クレーム対応の文章を、最後の文のあとから引き継いで書き進めてください。

::: もとの文章

●クレーム対応
クレームの多くは決まっています。例えば、食事に関することであれば、料理が間違って運ばれてきた、異物が混入している、出てくるのが遅い、味が足りないなど。
また、トラブルが多いのはお酒の席で、特に宴会時において発生する可能性があります。泊まりがけという解放感の中で温泉に入り、酔いが回るとトラブルが起こりがちです。同席者が間に入っても収まらない時はスタッフが仲裁に入り、当事者を引き離して個別に事情を聞いてあげることで、解決の糸口を見つけるようにします。お互い冷静になれば、たいていそこで収まります。
トラブルは宴会の時だけではありません。部屋食の場合にも起こることがあります。その場合、一般に3段階に分けてクレーム対応が行われます。まず、部屋やサービス(または接客)担当の仲居が対応し、次に担当チーフが対応します。それでも解決できない場合は最後に女将が対応にあたります。
クレームとよく似た言葉に「コンプレイン」があります。違いは、クレームが物品の損害賠償や支払い減額を求めるほどの苦情を言うのに対し、見返りを求めず、苦言を呈する、改善を求めるものをコンプレインと言うようです。

::::::
::: データの中身

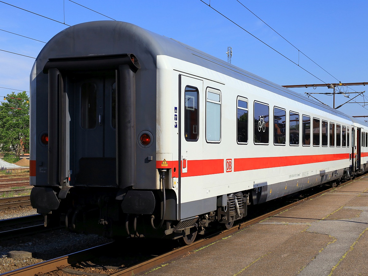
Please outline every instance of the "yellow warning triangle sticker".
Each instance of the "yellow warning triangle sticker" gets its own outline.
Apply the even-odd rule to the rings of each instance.
[[[163,161],[162,161],[162,163],[161,163],[161,166],[162,167],[167,167],[167,162],[166,161],[166,159],[164,159]]]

::::::

◆ **回答**:
●施設見学
勉強熱心な女将は、自館のレベルアップを目指し、日々研究に励んでいます。その一つが近くの施設の見学です。お客さまに周辺の観光スポットをご案内するには、自分で訪れ、自分で感触をつかむのが一番です。そうすることでお客さまに自信をもってお勧めできるからです。四季ごとに名所旧跡、神社仏閣、新しい施設などを訪れ、それらの周囲も歩き、情緒のある裏道や抜け道、美しい風景などを実体験します。その情報はフロント係や仲居と共有します。実感のこもった情報はお客さまの心をとらえます。
また、他の地域で評判が良い旅館ホテルや、新しくオープンした旅館ホテルに滞在して、設備や各担当者の動き、料理の内容などを見学することも女将の大切な務めです。実際に自分の目で見て、肌で感じることは、いろいろな点で自館に役立つからです。自館に足りないところはできる範囲で積極的に取り入れます。マンネリ化したおもてなしはお客さまを飽きさせます。再び来館していただくためには、女将の日々切磋琢磨する努力にかかっています。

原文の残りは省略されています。